**WORK INSTRUCTIONS:**
Answer these questions from the piece on league cricketers, one answer a line:
(a) What total is the batting side chasing when The Pundit's partner is given out?
(b) Where was the keeper standing for the caught-behind?
(c) Why does The Professional say he loves this level?

**PROVIDED TEXT:**
▶

Compare and contrast the reactions.



Men At Work – Who Can It Be Now?

All men contain several men inside them, and most of us bounce from one self to another without ever knowing who we are. (Paul Auster)
Profiling league cricketers (first in a series)

The Pundit

Chasing a modest 190, the opening partnership is building nicely. I have The Pundit at my end as the last ball of the over smacks his partner on the back pad in front of middle and off on a straight delivery. After a brief survey of the crime scene I send the batter packing. I know what’s coming.

The batter is not perturbed, he’s been caught with his fingers in the till but The Pundit will have none of it. This is a guy I respect as a cricketer, a gritty, no-nonsense opening bat and very useful slipper. But over the years he has got on my proverbials with his whispering punditry at the non striker’s end. And right on cue, as the batter makes his way back to the pavilion I get the action replay: Missing off umps, you got that one wrong.

To be fair The Pundit is consistent. On one occasion, his partner’s call for a second run left him with some ground to make up as the ball came back to the bowler’s end. Safely home, he gave a full and frank appraisal of the incident to his partner (throwing in a gerund or two to add weight to the argument). And from the kindness in his heart, he then proffered me an opinion: I don’t know how many times I’ve got to tell him about running between the wickets. He doesn’t listen. He’s got something missing up top.

Then there was the caught-behind where I gave him out. The keeper was standing back, the edge was faint but obvious and as he passed me he muttered to the bowler: Only decent ball you’ve bowled all afternoon.

And indeed it was.

The Professional

I’m standing at the batter’s end when a fielder approaches me to take up his position at square leg. A nodding acquaintance is the normal protocol but this chap needs to talk. Between balls I get the full CV: I played a first class games for Xshire (I imagine a pre-season jolly at The Parks for Xshire against Oxford University –  more like a blind audition for The Voice than a headline slot on Later with Jools Holland). I’ve played Premier League but it didn’t work out (That would be worth discussing further but I stay well clear of delving). I love this level, I get a lot of time in the middle. (True, he batted very well).

◀

**DATA BLOCK:**
▶

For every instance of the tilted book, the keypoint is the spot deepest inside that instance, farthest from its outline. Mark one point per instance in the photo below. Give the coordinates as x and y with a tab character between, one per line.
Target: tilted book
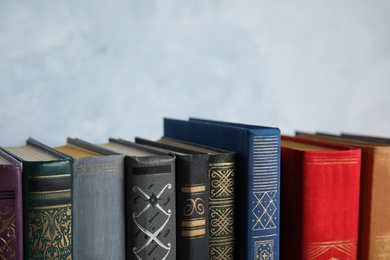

◀

**THE REPLY:**
(a) A modest 190.
(b) Standing back.
(c) He gets a lot of time in the middle.